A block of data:
--- start ---
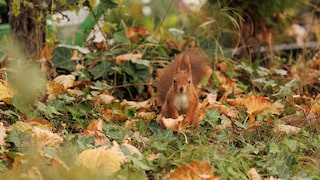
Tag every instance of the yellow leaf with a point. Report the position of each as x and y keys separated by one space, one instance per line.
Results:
x=6 y=93
x=253 y=174
x=95 y=129
x=45 y=138
x=100 y=160
x=3 y=135
x=194 y=171
x=66 y=80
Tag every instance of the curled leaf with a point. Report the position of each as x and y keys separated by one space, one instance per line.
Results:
x=100 y=160
x=194 y=171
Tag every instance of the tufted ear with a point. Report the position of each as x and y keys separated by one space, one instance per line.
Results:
x=187 y=63
x=179 y=61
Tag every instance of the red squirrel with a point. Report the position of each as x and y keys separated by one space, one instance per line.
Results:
x=177 y=86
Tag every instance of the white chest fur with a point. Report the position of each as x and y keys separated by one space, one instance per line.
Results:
x=181 y=102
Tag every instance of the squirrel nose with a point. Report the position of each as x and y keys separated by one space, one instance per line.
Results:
x=181 y=89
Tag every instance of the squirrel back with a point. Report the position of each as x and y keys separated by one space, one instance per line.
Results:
x=200 y=65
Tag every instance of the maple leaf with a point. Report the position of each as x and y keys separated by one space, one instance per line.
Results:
x=194 y=171
x=95 y=129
--- end ---
▶ _WHAT TO PRODUCE_:
Can you write out the listing again with each "instance" changed to "occurrence" and nothing else altered? Leave the pictures out of your copy.

▶ _WRITTEN RESPONSE_:
Tag every occurrence of the yellow leaf with a point. Report the position of each as x and y keys separated by one space, one occurrence per line.
Results:
x=6 y=93
x=253 y=174
x=95 y=129
x=45 y=138
x=100 y=160
x=3 y=135
x=194 y=171
x=66 y=80
Tag every occurrence of the curled leaf with a point. Report the position of each as x and y keys separated by one space, one occurrence per line.
Results:
x=100 y=160
x=194 y=171
Tag every occurrence of the tufted ear with a point. Report the position of each as x and y keys separated by one space, one occurrence per line.
Results:
x=187 y=63
x=179 y=61
Tag every occurrence of the red squirrel with a point. Report the position of each as x and y keys separated by one space, one occurrence per line.
Results:
x=177 y=86
Tag every occurrence of the white chest fur with a point. Report the position of each as x and y keys separated by one space, one occurrence per line.
Results:
x=181 y=102
Tag every occurrence of the squirrel nose with a point. Report the position of each as x and y keys separated by one space, one occurrence per line.
Results:
x=181 y=89
Tag every occurrence of the squirrel back with a point. Report the position of each as x and y keys separated by one space, one occurrence per line.
Results:
x=200 y=65
Tag every occurrence of the maple leaf with a point. Report the position of each as x and y keys separated by one space, one occurrence per line.
Results:
x=194 y=171
x=95 y=129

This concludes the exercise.